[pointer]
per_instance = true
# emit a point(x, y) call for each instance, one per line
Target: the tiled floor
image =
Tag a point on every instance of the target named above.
--
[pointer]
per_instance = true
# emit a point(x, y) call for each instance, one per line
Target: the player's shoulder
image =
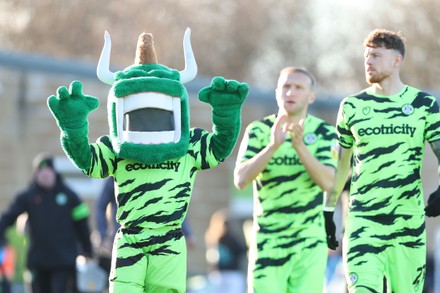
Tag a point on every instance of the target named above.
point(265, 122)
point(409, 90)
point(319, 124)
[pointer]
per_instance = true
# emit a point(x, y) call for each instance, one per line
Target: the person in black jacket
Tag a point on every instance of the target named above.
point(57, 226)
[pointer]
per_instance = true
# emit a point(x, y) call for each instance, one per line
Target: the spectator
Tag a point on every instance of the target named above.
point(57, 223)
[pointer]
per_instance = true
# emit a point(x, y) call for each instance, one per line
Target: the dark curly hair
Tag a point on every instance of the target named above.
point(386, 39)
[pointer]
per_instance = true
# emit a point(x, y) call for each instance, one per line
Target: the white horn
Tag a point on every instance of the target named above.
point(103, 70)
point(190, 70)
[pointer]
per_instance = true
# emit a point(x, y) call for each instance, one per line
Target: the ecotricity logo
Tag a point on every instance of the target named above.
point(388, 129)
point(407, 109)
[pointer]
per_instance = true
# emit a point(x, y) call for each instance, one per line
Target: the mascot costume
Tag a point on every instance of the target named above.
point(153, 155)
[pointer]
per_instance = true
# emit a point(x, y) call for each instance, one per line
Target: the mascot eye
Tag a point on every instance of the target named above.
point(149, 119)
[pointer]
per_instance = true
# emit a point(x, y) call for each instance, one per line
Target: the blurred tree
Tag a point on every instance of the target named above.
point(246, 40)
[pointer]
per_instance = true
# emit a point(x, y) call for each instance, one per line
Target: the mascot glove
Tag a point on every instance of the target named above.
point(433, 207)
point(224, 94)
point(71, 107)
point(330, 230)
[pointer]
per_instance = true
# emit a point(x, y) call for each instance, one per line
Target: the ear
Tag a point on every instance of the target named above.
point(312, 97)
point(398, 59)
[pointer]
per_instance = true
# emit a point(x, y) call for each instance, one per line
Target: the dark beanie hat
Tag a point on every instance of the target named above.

*Task*: Return every line of the items above that contains the word "dark".

*Exercise solution*:
Target: the dark curly hair
Target: the dark beanie hat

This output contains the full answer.